- GOAL OF THE EXERCISE:
In full and without alteration, give the listing again.
== RECORDS TO PROCESS
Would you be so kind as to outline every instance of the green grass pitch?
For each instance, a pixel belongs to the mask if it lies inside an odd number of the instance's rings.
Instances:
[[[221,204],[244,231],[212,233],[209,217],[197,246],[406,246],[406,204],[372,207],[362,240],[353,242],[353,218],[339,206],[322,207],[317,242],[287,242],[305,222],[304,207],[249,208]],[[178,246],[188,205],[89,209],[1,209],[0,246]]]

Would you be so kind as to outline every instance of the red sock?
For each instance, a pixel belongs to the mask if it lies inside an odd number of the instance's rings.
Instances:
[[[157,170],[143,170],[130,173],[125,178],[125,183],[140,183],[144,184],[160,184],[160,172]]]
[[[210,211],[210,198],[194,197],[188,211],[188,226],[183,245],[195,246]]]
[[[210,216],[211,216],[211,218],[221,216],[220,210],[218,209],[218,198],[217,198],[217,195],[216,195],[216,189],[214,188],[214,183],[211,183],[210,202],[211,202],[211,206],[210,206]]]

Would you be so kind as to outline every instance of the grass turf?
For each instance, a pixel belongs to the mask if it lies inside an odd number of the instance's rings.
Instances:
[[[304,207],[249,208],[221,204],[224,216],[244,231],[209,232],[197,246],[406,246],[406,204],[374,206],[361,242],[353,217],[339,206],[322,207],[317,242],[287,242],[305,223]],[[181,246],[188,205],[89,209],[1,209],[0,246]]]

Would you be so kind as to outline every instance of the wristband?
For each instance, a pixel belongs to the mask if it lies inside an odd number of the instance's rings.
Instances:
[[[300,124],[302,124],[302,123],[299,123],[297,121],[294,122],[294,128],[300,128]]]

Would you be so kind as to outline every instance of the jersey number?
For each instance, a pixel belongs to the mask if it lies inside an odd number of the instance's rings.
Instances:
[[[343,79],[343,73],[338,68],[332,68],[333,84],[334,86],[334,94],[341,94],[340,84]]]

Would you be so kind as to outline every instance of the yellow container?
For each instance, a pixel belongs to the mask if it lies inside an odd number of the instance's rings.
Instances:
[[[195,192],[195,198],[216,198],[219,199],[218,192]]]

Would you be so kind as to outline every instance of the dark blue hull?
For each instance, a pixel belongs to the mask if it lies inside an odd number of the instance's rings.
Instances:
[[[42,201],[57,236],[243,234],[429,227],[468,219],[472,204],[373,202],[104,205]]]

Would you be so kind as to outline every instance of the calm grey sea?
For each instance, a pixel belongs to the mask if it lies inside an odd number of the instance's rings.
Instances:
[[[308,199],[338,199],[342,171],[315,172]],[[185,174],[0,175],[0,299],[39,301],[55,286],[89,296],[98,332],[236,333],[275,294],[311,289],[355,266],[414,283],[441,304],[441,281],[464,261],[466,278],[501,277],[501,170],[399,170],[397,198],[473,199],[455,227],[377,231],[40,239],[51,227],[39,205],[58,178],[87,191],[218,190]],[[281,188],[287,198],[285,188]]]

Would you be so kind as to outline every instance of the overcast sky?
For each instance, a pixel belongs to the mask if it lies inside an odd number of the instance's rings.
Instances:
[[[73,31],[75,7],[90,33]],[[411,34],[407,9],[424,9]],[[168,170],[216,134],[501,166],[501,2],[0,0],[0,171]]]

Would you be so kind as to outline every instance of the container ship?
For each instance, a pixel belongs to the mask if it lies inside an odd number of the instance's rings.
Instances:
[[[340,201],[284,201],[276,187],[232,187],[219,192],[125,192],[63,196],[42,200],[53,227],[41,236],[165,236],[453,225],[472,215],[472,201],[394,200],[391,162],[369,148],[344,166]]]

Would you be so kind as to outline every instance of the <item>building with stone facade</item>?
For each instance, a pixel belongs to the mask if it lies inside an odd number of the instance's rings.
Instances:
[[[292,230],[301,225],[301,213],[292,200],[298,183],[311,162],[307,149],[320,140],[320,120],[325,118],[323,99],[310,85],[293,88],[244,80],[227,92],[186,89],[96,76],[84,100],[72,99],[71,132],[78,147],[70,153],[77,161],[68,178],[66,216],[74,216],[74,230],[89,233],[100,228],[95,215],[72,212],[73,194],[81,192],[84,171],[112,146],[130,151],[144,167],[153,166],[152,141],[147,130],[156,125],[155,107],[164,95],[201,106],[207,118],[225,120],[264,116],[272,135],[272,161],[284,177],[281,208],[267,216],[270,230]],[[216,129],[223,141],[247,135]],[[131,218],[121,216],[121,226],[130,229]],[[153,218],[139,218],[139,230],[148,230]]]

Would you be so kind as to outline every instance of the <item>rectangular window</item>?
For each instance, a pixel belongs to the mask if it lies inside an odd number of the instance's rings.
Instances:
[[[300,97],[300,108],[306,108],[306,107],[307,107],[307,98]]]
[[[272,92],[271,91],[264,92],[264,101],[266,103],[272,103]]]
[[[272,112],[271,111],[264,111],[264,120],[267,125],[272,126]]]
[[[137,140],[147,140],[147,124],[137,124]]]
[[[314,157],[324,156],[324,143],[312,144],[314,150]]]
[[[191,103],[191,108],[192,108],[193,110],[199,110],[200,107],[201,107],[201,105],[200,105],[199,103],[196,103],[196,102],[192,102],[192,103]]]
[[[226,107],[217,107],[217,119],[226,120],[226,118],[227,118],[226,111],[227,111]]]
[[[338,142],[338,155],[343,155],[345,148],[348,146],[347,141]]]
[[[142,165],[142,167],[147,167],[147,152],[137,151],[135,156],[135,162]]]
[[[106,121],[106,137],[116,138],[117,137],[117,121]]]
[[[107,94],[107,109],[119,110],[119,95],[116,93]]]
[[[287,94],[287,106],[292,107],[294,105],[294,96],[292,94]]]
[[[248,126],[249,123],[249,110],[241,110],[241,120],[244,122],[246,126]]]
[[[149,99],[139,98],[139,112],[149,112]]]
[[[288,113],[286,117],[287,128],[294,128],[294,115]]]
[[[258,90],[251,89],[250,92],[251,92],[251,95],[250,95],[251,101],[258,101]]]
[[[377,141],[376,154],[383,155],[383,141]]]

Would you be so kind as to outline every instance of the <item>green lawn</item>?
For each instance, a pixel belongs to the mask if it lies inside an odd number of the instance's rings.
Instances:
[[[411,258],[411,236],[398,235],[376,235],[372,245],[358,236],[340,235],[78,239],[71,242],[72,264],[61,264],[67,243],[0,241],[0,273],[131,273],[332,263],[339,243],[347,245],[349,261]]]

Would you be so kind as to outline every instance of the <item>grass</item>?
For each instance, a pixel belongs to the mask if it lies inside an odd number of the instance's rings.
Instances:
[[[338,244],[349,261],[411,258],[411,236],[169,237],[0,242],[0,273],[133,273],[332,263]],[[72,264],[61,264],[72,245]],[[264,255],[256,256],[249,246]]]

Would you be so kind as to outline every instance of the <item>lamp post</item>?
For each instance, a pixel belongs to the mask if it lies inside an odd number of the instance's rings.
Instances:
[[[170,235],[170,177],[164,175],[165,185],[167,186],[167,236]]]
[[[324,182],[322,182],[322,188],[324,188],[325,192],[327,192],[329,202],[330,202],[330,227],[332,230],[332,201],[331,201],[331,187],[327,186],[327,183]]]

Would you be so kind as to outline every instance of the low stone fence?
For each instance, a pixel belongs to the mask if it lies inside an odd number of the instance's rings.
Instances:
====
- RESULT BELOW:
Would you be so kind as to outline every instance of the green grass pitch?
For each instance, a pixel belongs to the mask if it lies inside an odd number of the instance's rings.
Instances:
[[[221,204],[244,231],[212,233],[209,217],[197,246],[406,246],[406,204],[372,207],[362,240],[353,242],[353,218],[339,206],[322,207],[317,242],[287,242],[305,222],[304,207],[249,208]],[[178,246],[188,205],[89,209],[1,209],[0,246]]]

Would you be so kind as to outline every instance of the red sock?
For each instance, a pixel belongs to the mask if it lies inside an odd number of the instance's rings.
Instances:
[[[157,170],[143,170],[130,173],[125,178],[125,183],[140,183],[144,184],[160,184],[160,172]]]
[[[210,211],[210,198],[194,197],[188,211],[188,226],[183,245],[195,246]]]
[[[210,216],[211,216],[211,218],[221,216],[220,210],[218,209],[218,198],[217,198],[217,195],[216,195],[216,189],[214,188],[214,183],[211,183],[210,202],[211,202],[211,206],[210,206]]]

Would you be so kind as to outline every instance of the grass turf?
For each instance, a pixel belongs to the mask if it lies inside an odd number of the instance's rings.
Instances:
[[[304,207],[249,208],[221,204],[224,216],[244,231],[209,232],[197,246],[406,246],[406,204],[374,206],[361,242],[353,217],[339,206],[322,207],[317,242],[287,242],[305,223]],[[181,246],[188,205],[89,209],[1,209],[0,246]]]

Would you be so kind as to outline every instance of the wristband?
For each instance, a pixel belongs to the mask if it lies inside an odd number of the instance's rings.
Instances:
[[[300,124],[302,124],[302,123],[299,123],[297,121],[294,122],[294,128],[300,128]]]

Would you be so kind as to outline every instance of the jersey number?
For each instance, a pixel belongs to the mask if it lies inside an odd number of the instance's rings.
Instances:
[[[343,79],[343,73],[338,68],[332,68],[333,84],[334,86],[334,94],[341,94],[340,84]]]

Would you be so kind as to outline every instance of the yellow container?
For each instance, a pixel belongs to the mask if it lies inside an odd number of the instance's rings.
Instances:
[[[195,192],[195,198],[216,198],[219,199],[218,192]]]

Would you be so kind as to outline every instance of the dark blue hull?
For each instance, a pixel belongs to the mask if it lies inside an odd number of the instance's rings.
Instances:
[[[42,201],[57,236],[243,234],[429,227],[468,219],[472,204],[373,202],[104,205]]]

Would you be so kind as to outline every instance of the calm grey sea?
For each instance, a pixel belongs to the mask if it lies inside an odd number of the instance's rings.
Instances:
[[[308,199],[338,199],[342,171],[315,172]],[[185,174],[0,175],[0,299],[39,301],[55,286],[89,296],[98,332],[236,333],[275,294],[311,289],[355,266],[414,283],[441,304],[441,281],[464,261],[466,278],[501,277],[501,170],[399,170],[397,198],[473,199],[455,227],[377,231],[40,239],[51,227],[39,205],[58,178],[87,191],[218,190]],[[281,188],[287,198],[285,188]]]

Would you be so kind as to outline every instance of the overcast sky?
For each instance, a pixel belongs to the mask if it lies inside an odd number of the instance's rings.
Instances:
[[[73,31],[75,7],[90,33]],[[411,34],[407,9],[424,9]],[[168,170],[216,134],[501,166],[501,2],[0,0],[0,171]]]

Would you be so kind as to outline every instance of the container ship?
For each instance, a pixel belongs to the mask if it lies inside an odd number of the instance's rings.
Instances:
[[[340,201],[284,201],[276,187],[232,187],[219,192],[125,192],[63,196],[42,200],[53,227],[41,236],[165,236],[453,225],[472,215],[472,201],[394,200],[391,162],[369,148],[344,166]]]

Would you be so kind as to outline every instance of the <item>building with stone facade</item>?
For each instance, a pixel belongs to the mask if it lies inside an odd number of the instance's rings.
Instances:
[[[292,230],[301,225],[301,213],[292,200],[298,183],[311,162],[307,149],[320,140],[320,120],[325,118],[323,99],[310,85],[293,88],[244,80],[227,92],[186,89],[96,76],[84,100],[72,99],[71,132],[78,147],[70,153],[77,161],[68,178],[66,216],[74,216],[74,230],[89,233],[100,228],[95,215],[72,212],[73,194],[81,192],[84,171],[112,146],[130,151],[144,167],[153,166],[152,141],[147,130],[156,125],[155,107],[164,95],[201,106],[207,118],[225,120],[264,116],[272,135],[272,161],[284,177],[281,208],[267,216],[270,230]],[[216,129],[223,141],[247,135]],[[131,218],[121,216],[121,226],[130,229]],[[153,218],[139,218],[139,230],[148,230]]]

Would you be so kind as to outline every instance of the <item>rectangular window</item>?
For each instance, a pixel belongs to the mask if it lies inside an odd number of the instance's rings.
Instances:
[[[300,97],[300,108],[306,108],[306,107],[307,107],[307,98]]]
[[[272,92],[271,91],[264,92],[264,101],[266,103],[272,103]]]
[[[272,112],[271,111],[264,111],[264,120],[267,125],[272,126]]]
[[[137,140],[147,140],[147,124],[137,124]]]
[[[314,157],[324,156],[324,143],[312,144],[314,150]]]
[[[191,103],[191,108],[192,108],[193,110],[199,110],[200,107],[201,107],[201,105],[200,105],[199,103],[196,103],[196,102],[192,102],[192,103]]]
[[[226,107],[217,107],[217,119],[226,120],[226,118],[227,118],[226,111],[227,111]]]
[[[338,142],[338,155],[343,155],[345,148],[348,146],[347,141]]]
[[[142,165],[142,167],[147,167],[147,152],[137,151],[135,156],[135,162]]]
[[[106,121],[106,137],[116,138],[117,137],[117,121]]]
[[[107,94],[107,109],[119,110],[119,95],[116,93]]]
[[[287,94],[287,106],[292,107],[294,105],[294,96],[292,94]]]
[[[248,126],[249,123],[249,110],[241,110],[241,120],[244,122],[246,126]]]
[[[149,99],[139,98],[139,112],[149,112]]]
[[[288,113],[286,117],[287,128],[294,128],[294,115]]]
[[[258,90],[251,89],[250,92],[251,92],[251,95],[250,95],[251,101],[258,101]]]
[[[377,141],[376,154],[383,155],[383,141]]]

Would you be so kind as to outline every instance of the <item>green lawn</item>?
For each instance, a pixel belongs to the mask if it lies inside an odd number of the instance's rings.
Instances:
[[[411,258],[411,236],[398,235],[376,235],[372,245],[358,236],[340,235],[78,239],[71,242],[72,264],[61,264],[67,243],[0,241],[0,273],[131,273],[332,263],[339,243],[347,245],[349,261]]]

Would you be so kind as to outline every instance of the <item>grass</item>?
For each instance, a pixel belongs to the mask if it lies inside an odd number of the instance's rings.
Instances:
[[[338,244],[349,261],[411,258],[411,236],[169,237],[0,242],[0,273],[133,273],[332,263]],[[72,264],[61,264],[72,245]],[[264,255],[256,256],[249,246]]]

Would you be so kind as to outline every instance of the <item>lamp post</item>?
For each instance, a pixel belongs to the mask if it lies inside an odd number of the instance's rings.
Instances:
[[[170,235],[170,177],[164,175],[165,185],[167,186],[167,236]]]
[[[324,182],[322,182],[322,188],[324,188],[325,192],[327,192],[329,202],[330,202],[330,227],[332,230],[332,201],[331,201],[331,187],[327,186],[327,183]]]

Would you be so kind as to outline every instance of the low stone fence?
For each instance, a pixel belongs to the mask if it lies inside an odd number of the instance's rings.
Instances:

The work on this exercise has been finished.